Latest assault on military compound left 11 soldiers dead, another 16 injured
Gunmen and suicide bombers launched a pre-dawn attack claimed by the Islamic State group on a military compound in Kabul on Monday, killing 11 soldiers in the third major assault in the Afghan capital in recent days.
The series of assaults, including one of the deadliest bombs in Kabul in recent years, have left already war-weary citizens grief-stricken and angry as the Taliban and I.S. escalate their offensives.
Monday’s attack on an Afghan army battalion killed at least 11 soldiers and wounded 16, a defense ministry spokesman said. “Two bombers detonated themselves and two were killed by our forces and one was detained alive,” the spokesman, Dawlat Waziri, told AFP, adding that the attack was over.
Officials said the men, armed with a rocket, two Kalashnikovs and at least one suicide vest, had attempted to breach an army battalion near the Marshal Fahim military academy, where high-ranking officers are trained. An officer at the academy told AFP he could hear an explosion and gunfire, while other witnesses said the first blasts and gunfire came around 5:00 a.m.

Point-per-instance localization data

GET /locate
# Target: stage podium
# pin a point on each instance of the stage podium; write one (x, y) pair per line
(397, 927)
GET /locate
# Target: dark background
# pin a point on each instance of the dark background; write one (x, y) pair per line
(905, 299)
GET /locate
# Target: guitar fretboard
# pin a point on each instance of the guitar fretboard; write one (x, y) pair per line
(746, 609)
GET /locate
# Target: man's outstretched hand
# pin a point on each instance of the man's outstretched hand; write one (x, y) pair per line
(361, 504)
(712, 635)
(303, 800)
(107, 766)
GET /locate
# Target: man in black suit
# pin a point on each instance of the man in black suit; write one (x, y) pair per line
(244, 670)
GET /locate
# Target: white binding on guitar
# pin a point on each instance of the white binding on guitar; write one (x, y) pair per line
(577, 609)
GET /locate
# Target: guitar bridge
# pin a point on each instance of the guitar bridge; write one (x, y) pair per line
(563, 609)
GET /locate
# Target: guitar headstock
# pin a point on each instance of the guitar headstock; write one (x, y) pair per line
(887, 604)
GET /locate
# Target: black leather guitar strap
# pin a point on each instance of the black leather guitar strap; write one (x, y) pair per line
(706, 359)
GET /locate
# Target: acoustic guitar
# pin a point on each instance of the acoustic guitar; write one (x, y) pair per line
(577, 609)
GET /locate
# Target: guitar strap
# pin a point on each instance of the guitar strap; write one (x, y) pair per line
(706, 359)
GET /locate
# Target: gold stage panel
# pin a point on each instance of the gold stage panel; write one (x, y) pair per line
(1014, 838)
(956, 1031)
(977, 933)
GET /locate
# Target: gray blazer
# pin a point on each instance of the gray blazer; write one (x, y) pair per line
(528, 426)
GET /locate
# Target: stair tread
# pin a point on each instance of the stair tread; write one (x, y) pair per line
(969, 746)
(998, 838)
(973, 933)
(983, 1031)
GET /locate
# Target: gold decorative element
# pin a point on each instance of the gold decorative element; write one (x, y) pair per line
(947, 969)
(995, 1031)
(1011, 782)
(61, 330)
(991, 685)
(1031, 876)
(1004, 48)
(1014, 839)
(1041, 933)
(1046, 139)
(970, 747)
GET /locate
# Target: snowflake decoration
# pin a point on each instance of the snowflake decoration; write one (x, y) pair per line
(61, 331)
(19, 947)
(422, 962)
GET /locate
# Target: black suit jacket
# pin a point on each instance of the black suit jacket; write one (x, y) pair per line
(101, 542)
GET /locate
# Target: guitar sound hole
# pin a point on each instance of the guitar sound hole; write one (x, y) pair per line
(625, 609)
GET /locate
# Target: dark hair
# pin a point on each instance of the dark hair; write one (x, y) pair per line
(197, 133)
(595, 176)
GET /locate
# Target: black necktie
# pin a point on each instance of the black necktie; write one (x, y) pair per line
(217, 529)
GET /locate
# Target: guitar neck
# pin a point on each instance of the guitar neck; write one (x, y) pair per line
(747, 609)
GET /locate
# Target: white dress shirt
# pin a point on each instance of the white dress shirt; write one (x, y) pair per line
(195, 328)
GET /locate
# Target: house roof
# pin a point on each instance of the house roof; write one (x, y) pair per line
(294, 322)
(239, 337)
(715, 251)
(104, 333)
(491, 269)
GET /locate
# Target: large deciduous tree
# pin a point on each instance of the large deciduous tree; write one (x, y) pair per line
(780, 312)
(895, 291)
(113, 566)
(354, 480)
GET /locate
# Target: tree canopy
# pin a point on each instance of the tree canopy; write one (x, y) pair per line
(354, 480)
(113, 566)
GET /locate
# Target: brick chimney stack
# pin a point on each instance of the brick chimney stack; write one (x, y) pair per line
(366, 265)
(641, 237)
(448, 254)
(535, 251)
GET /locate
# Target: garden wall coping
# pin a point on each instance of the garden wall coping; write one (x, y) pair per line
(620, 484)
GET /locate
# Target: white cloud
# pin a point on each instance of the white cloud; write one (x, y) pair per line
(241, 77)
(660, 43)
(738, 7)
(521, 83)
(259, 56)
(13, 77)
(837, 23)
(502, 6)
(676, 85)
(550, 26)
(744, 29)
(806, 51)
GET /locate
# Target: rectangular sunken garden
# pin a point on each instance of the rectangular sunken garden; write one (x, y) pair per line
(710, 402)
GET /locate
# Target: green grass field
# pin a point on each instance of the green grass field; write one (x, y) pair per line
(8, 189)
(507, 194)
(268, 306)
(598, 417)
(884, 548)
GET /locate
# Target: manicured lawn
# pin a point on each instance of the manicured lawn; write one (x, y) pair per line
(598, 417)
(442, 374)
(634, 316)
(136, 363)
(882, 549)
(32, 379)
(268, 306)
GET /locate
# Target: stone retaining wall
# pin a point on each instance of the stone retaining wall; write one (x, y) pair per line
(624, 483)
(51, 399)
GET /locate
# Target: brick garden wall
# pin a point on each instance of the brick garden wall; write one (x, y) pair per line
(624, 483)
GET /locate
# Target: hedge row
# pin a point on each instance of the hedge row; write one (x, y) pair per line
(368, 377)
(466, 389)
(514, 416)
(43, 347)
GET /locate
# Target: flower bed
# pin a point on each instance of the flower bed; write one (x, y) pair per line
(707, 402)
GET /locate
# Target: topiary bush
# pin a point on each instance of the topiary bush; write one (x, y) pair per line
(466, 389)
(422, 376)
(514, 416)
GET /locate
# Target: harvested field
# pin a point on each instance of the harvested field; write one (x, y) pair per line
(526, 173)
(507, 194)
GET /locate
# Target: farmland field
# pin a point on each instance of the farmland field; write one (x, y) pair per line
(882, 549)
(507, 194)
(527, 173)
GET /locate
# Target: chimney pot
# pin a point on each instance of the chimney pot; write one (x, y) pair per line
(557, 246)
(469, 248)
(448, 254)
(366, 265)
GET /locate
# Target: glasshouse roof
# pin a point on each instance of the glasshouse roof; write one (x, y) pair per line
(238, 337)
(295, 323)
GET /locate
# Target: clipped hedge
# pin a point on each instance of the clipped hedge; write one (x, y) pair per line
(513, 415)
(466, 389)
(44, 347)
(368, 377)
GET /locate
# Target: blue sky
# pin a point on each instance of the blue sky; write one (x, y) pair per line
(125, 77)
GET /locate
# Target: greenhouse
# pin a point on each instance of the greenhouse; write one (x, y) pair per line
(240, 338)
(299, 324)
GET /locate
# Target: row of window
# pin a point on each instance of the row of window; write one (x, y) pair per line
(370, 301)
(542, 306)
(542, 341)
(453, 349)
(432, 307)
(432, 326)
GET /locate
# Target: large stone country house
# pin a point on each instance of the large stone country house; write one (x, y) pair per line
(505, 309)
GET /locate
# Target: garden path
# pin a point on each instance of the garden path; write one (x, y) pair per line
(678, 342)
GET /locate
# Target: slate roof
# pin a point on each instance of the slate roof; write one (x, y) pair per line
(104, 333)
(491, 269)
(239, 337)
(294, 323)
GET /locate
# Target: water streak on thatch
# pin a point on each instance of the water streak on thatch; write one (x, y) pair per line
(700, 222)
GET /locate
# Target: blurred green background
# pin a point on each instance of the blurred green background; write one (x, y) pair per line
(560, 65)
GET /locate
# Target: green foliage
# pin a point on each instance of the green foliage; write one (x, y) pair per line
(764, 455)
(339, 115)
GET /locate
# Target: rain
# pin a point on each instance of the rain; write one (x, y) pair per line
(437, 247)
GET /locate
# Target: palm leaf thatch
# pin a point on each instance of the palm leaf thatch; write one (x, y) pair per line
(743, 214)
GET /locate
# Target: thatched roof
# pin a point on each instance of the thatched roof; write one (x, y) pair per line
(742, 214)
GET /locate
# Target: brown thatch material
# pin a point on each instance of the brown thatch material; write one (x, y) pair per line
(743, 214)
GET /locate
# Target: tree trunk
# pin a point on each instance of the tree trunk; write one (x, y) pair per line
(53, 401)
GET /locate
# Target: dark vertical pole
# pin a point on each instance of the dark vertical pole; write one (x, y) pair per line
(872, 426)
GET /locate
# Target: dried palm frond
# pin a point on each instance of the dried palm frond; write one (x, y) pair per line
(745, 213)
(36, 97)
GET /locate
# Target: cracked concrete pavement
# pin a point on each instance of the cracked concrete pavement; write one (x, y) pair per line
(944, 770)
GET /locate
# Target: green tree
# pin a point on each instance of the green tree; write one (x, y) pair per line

[Task set]
a. Print the stretch of the Kabul attack report from "The series of" through "attack was over.".
b. Answer these questions using the Kabul attack report:
(i) Which group claimed the attack on the military compound?
(ii) How many soldiers were wounded, according to the defense ministry spokesman?
(iii) Near which military academy was the army battalion located?
None of this data is needed for the work that comes next.

[Responses per task]
a.
The series of assaults, including one of the deadliest bombs in Kabul in recent years, have left already war-weary citizens grief-stricken and angry as the Taliban and I.S. escalate their offensives.
Monday’s attack on an Afghan army battalion killed at least 11 soldiers and wounded 16, a defense ministry spokesman said. “Two bombers detonated themselves and two were killed by our forces and one was detained alive,” the spokesman, Dawlat Waziri, told AFP, adding that the attack was over.

b.
(i) The Islamic State group.
(ii) Sixteen.
(iii) The Marshal Fahim military academy.